### [SUPPLIED MATERIAL]
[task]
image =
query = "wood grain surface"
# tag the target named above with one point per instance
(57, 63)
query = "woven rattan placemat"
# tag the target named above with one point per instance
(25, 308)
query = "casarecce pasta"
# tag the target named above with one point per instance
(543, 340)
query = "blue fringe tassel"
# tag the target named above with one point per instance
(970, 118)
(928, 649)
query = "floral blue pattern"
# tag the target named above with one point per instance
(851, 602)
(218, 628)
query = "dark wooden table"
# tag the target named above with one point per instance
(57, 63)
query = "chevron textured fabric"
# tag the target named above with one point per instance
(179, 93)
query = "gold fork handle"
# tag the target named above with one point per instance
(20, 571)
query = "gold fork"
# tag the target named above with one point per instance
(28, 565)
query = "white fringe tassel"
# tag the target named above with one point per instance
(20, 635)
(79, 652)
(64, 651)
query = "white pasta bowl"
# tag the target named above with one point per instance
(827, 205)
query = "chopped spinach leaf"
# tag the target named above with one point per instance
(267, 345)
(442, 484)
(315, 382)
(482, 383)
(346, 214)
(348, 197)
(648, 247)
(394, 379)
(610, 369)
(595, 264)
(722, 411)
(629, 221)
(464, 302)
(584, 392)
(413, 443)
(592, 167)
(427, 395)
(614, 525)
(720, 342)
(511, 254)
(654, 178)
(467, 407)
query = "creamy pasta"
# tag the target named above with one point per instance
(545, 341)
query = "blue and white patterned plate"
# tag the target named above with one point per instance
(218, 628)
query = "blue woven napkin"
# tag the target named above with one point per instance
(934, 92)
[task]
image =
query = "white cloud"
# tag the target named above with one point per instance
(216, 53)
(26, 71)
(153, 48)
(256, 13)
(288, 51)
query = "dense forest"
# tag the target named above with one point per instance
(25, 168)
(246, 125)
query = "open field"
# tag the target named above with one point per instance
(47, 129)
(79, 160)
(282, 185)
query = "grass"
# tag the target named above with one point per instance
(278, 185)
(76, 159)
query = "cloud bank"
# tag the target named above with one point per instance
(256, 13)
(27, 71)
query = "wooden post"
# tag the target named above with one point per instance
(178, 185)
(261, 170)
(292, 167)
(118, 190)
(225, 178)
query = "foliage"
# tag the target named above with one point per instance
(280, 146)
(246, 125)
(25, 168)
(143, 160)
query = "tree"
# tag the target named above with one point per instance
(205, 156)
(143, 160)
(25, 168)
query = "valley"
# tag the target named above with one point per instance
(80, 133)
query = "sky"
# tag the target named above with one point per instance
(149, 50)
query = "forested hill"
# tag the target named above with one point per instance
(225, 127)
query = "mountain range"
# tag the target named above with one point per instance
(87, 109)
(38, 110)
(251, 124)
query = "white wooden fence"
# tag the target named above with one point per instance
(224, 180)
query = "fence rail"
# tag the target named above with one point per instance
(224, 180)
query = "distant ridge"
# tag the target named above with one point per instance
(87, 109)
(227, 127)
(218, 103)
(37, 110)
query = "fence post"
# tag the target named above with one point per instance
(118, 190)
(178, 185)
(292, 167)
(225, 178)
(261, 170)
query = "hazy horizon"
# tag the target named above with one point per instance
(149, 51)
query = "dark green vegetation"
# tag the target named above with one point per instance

### [EXERCISE DETAILS]
Report every line of the data above that contains the string "fork", matching case exactly.

### [CORRECT RESULT]
query = "gold fork handle"
query = "gold fork"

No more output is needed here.